### O QUE FAZER
Reproduza na íntegra o texto fornecido abaixo, sem qualquer alteração.

### TEXTO FORNECIDO
════════
Só que eles não vêm. Por enquanto, pelo que li, os “dinos” confirmados são Metallica e Red Hot Chili Peppers. Legal, curto. Acho bom pra caramba. Mas não são, assim, os meus eternos ídolos de adolescência. Tá certo, Freddie Mercury morreu, o Yes se desfez e o Iron bate ponto anualmente em várias cidades brasileiras. Mas tô começando a desconfiar que o Rock in Rio ficou moderninho demais pro meu gosto.

Aliás, já começaram as vendas para o festival, que está marcado para setembro/outubro de 2011. Cá pra nós: naquela época roqueiro nenhum programava o que ia fazer dali a um ano. No máximo, um esquema para o próximo fim de semana.

terça-feira, 16 de novembro de 2010

O Haiti é logo ali


Eliseu é um médico brasileiro, professor universitário com doutorado em neurocirurgia. Recentemente esteve em Santo Domingo, prestando consultoria às autoridades de saúde locais. Ao final de um dia de trabalho, perguntou a um médico dominicano onde poderia comer o melhor fruto do mar da cidade. O indicado foi um restaurante metido a chique no malecón, quase em frente ao Hilton, onde o Dr. Eliseu estava hospedado.

Por volta das 21h chegou ao restaurante, e como ninguém viesse recebê-lo à porta, escolheu ele mesmo uma mesa com vista para o mar. O movimento estava fraco, mas os garçons mal o olhavam. E nenhum se dignava a atendê-lo. Alguns minutos se passaram e, incomodado, tentou chamar o maitre. Permaneceu solenemente ignorado. Levantou-se e foi comer uma pizza em outro lugar.
════════
### MATERIAL FORNECIDO

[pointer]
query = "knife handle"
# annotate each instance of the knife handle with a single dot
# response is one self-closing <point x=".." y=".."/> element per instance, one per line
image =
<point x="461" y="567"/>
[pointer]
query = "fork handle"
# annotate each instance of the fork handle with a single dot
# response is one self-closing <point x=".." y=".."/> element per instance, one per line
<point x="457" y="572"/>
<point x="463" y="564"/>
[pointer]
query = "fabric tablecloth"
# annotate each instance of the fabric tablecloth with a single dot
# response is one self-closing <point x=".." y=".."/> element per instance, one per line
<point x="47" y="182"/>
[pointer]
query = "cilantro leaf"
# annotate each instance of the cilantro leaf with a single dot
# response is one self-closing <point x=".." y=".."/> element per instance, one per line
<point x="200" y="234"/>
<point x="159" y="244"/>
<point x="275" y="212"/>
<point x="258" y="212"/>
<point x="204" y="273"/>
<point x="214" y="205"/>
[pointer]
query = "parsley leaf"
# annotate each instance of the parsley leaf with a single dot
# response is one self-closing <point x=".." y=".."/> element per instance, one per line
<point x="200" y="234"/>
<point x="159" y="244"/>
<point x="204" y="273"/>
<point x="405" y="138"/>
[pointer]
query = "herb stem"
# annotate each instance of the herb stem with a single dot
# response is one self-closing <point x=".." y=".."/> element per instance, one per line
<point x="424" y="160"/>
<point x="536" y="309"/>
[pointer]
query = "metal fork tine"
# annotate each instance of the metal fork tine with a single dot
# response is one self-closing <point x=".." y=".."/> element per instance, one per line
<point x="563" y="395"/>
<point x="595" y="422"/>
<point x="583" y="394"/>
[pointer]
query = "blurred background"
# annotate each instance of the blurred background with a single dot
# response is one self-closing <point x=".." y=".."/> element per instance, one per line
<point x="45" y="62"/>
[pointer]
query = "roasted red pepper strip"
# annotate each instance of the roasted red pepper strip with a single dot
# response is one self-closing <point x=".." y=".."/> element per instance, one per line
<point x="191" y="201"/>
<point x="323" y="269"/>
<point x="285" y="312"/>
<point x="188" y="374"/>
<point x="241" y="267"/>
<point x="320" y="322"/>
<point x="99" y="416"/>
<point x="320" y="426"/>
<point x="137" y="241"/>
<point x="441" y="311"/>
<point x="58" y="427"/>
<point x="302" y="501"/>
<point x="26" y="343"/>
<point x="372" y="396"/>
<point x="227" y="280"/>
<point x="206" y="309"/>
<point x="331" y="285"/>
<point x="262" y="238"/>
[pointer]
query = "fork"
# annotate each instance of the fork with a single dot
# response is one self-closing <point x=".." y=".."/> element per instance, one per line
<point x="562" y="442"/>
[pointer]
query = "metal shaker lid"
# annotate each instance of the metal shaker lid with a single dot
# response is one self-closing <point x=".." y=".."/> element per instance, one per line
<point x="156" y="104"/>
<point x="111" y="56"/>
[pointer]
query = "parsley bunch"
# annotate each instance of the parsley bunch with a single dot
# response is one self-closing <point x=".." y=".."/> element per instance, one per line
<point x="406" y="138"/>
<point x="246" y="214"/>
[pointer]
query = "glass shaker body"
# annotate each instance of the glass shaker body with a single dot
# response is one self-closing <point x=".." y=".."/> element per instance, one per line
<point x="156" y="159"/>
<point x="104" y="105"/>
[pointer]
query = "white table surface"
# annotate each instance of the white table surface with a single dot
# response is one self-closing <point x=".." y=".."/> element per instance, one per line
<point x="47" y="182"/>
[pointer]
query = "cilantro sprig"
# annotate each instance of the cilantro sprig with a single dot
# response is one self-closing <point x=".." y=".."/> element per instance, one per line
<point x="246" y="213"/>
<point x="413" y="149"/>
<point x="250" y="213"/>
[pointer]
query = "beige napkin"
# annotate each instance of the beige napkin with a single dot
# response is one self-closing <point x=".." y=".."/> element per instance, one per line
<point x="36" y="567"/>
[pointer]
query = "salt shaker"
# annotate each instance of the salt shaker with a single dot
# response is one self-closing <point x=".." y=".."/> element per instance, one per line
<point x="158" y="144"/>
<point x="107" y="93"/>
════════
### ÁREA DE RESPOSTA
Só que eles não vêm. Por enquanto, pelo que li, os “dinos” confirmados são Metallica e Red Hot Chili Peppers. Legal, curto. Acho bom pra caramba. Mas não são, assim, os meus eternos ídolos de adolescência. Tá certo, Freddie Mercury morreu, o Yes se desfez e o Iron bate ponto anualmente em várias cidades brasileiras. Mas tô começando a desconfiar que o Rock in Rio ficou moderninho demais pro meu gosto.

Aliás, já começaram as vendas para o festival, que está marcado para setembro/outubro de 2011. Cá pra nós: naquela época roqueiro nenhum programava o que ia fazer dali a um ano. No máximo, um esquema para o próximo fim de semana.

terça-feira, 16 de novembro de 2010

O Haiti é logo ali


Eliseu é um médico brasileiro, professor universitário com doutorado em neurocirurgia. Recentemente esteve em Santo Domingo, prestando consultoria às autoridades de saúde locais. Ao final de um dia de trabalho, perguntou a um médico dominicano onde poderia comer o melhor fruto do mar da cidade. O indicado foi um restaurante metido a chique no malecón, quase em frente ao Hilton, onde o Dr. Eliseu estava hospedado.

Por volta das 21h chegou ao restaurante, e como ninguém viesse recebê-lo à porta, escolheu ele mesmo uma mesa com vista para o mar. O movimento estava fraco, mas os garçons mal o olhavam. E nenhum se dignava a atendê-lo. Alguns minutos se passaram e, incomodado, tentou chamar o maitre. Permaneceu solenemente ignorado. Levantou-se e foi comer uma pizza em outro lugar.